PAGE EXCERPT:
8. A case according to claim 3, wherein the end piece is integrally
designed with the projecting part and forms the complete boundary wall of
the connection room.
9. A case according to claim 1, wherein the manifold is internally attached
to the end piece.
10. A case according to claim 1, wherein the manifold grips through the end
piece.
11. A case according to claim 1, wherein the end piece is an extruded
piece.
12. A case according to claim 1, wherein the end piece is a diecast or an
injection moulded piece.
13. A case according to claim 12, wherein at least one end piece forms an
integral diecast or injection moulded piece with a compartment or chamber
subdivision separately inserted between the tube bottom and cap.
14. A case according to claim 13, wherein the integral diecast or injection
moulded piece additionally forms distribution ducts of the refrigerant on
the inlet side to inlet chambers distributed in the longitudinal extension
direction of the case and distributing the refrigerant into individual
heat exchange tubes or groups thereof.
15. A case according to claim 1, wherein the lines of the refrigerant inlet
and outlet continued internally.
16. A header of an evaporator of a vehicle air conditioning equipment
comprising:
a housing with an opening in one side defining a longitudinal axis;
a longitudinal partition disposed inside the housing partitioning the
housing into a plurality of subdivisions; and
a separate case wall end piece disposed to block the opening of the housing
and to contact the longitudinal partition, wherein the separate case wall
end piece is designed as a link for a manifold extending through the end
piece.
17. The case according to claim 16, wherein the housing comprises a tube
bottom and a cap.
18. The case according to claim 17, wherein the tube bottom and the cap
have a constant external cross-section between the case walls.
19. The case according to claim 16, wherein the case wall end piece is
connected directly to an injection valve.
20. The case according to claim 16, wherein the case wall end piece is
provided with a plurality of inlet and outlet ports.
21. The case according to claim 20, wherein the case wall end piece is a
link which separates the inlet and outlet ports.

STORED ROWS:
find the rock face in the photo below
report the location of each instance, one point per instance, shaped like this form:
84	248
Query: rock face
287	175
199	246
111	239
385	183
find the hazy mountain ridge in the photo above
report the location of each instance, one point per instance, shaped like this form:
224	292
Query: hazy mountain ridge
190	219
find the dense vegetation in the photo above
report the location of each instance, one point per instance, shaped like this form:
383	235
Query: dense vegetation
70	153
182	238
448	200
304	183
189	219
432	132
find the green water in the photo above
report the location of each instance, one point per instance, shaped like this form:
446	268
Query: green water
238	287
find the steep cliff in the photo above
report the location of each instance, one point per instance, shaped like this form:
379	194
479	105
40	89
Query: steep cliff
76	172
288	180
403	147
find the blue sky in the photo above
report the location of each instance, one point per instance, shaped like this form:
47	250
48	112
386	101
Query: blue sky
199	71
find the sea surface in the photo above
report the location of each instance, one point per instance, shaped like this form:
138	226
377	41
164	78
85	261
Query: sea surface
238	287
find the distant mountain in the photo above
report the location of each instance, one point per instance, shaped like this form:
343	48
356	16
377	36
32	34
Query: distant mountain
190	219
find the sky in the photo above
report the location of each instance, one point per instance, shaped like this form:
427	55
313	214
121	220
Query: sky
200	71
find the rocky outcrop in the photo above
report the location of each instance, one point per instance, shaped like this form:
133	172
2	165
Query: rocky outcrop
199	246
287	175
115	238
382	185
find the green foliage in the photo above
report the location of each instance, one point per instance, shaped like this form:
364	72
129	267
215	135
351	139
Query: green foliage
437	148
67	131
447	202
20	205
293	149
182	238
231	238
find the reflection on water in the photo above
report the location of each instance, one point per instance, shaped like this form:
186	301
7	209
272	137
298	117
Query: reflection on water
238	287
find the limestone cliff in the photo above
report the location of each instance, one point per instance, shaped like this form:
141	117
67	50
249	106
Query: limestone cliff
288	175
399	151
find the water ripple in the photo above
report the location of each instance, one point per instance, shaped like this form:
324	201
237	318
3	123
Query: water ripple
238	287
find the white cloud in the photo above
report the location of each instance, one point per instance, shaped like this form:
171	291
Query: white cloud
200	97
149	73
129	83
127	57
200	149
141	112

REQUIREMENTS:
A. Please answer these about the evaporator claims above:
(i) According to claim 11, what kind of piece is the end piece?
(ii) In claim 17, what does the housing comprise?
(iii) In claim 19, what is the case wall end piece connected directly to?
B. Carry on the evaporator claims above, starting right after claim 21.

IN RESPONSE:
A.
(i) An extruded piece.
(ii) A tube bottom and a cap.
(iii) An injection valve.

B.
22. A header of an evaporator of a vehicle air conditioning equipment
comprising:
means for defining a longitudinal axis by a housing with an opening;
means for partitioning the housing into a plurality of subdivisions by a
longitudinal partition disposed inside the housing; and
means for blocking the opening of the housing and for contacting the
longitudinal partition by a separate case wall end piece, wherein the
separate case wall end piece is designed as a link for a manifold
extending through the end piece.
Description
BACKGROUND OF THE INVENTION
The invention relates to a distributing/collecting case (or tank or header)
of aluminum or an aluminum alloy of an at least double-flow brazed
evaporator of a motor vehicle air conditioning equipment with the features
of the preamble of claim 1. Such a case is known from the DE-C1-195 15 526
(in particular FIG. 4).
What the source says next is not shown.